Exactly as written, return every line of the data below apart from the pictures.
┏━━
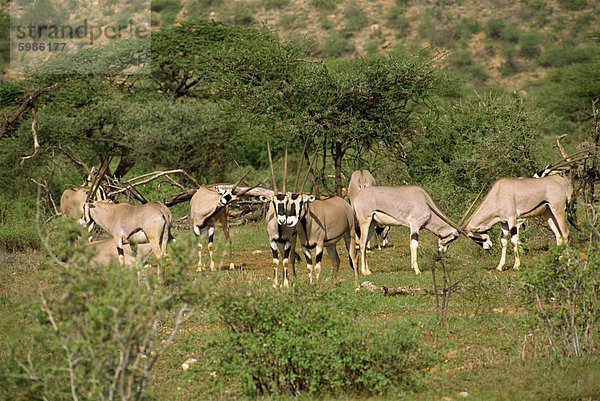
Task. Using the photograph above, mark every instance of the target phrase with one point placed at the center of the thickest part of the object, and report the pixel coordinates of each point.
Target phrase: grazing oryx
(208, 206)
(510, 199)
(129, 223)
(359, 180)
(408, 206)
┗━━
SOLUTION TO THIS PROBLEM:
Task. Using the photograph above, mark every instance of the target phrase with one point placed at the center of the thickest part of the object, and report the pixel coordinates of each point.
Target phrase: grazing oryx
(208, 206)
(510, 199)
(129, 223)
(359, 180)
(408, 206)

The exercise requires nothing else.